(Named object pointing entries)
★ ★ ★

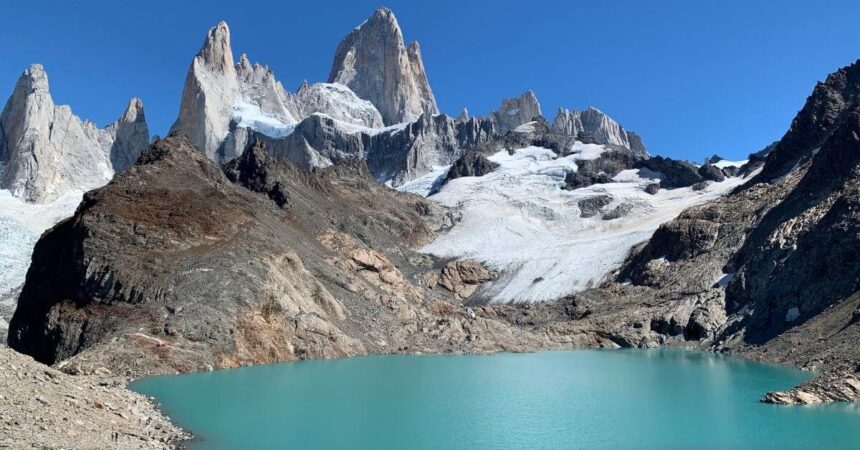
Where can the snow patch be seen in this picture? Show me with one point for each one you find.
(21, 224)
(427, 183)
(519, 221)
(528, 127)
(722, 164)
(249, 115)
(725, 279)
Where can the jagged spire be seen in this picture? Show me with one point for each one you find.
(216, 52)
(398, 86)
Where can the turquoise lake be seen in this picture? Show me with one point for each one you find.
(572, 399)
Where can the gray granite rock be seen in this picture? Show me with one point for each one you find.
(46, 151)
(374, 62)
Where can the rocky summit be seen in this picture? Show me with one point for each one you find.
(376, 64)
(47, 151)
(352, 217)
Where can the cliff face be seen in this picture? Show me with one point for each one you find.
(772, 263)
(224, 104)
(375, 63)
(46, 151)
(592, 125)
(174, 267)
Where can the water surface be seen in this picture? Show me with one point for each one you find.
(573, 399)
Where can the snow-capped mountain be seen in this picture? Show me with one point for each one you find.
(48, 158)
(544, 237)
(222, 102)
(46, 151)
(376, 64)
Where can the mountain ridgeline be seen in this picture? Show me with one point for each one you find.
(272, 225)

★ ★ ★

Reproduce every line exactly and omit all pictures.

Where can the snow patch be seen in this picture? Show me with one point for each one you find.
(21, 224)
(427, 183)
(519, 221)
(528, 127)
(722, 164)
(249, 115)
(725, 279)
Where can the jagged spire be seen in this picture? Show me with one point for each one you find.
(216, 52)
(398, 86)
Where can the turquoise lake be seen in this picture? Show me with one point for each one you find.
(572, 399)
Where can the gray granite rock be seen in this picture? Show me with one point for each one you find.
(46, 151)
(374, 62)
Where can the rocky summit be seen in this picture? Show me with one point for each one you find.
(376, 64)
(47, 151)
(352, 217)
Where can the cliff face be seen in this picture? Show me with one point for each one you find.
(772, 263)
(224, 104)
(375, 63)
(46, 151)
(592, 125)
(174, 267)
Where can the water surface be seen in this picture? Show me with one point for each one you find.
(573, 399)
Where can the snow-capped mountain be seen in this picture? Show me with one point for each one you find.
(48, 158)
(544, 237)
(222, 102)
(46, 151)
(376, 64)
Where can the mountain ridgeline be seen in this picture? Show me with one point for each one you find.
(272, 225)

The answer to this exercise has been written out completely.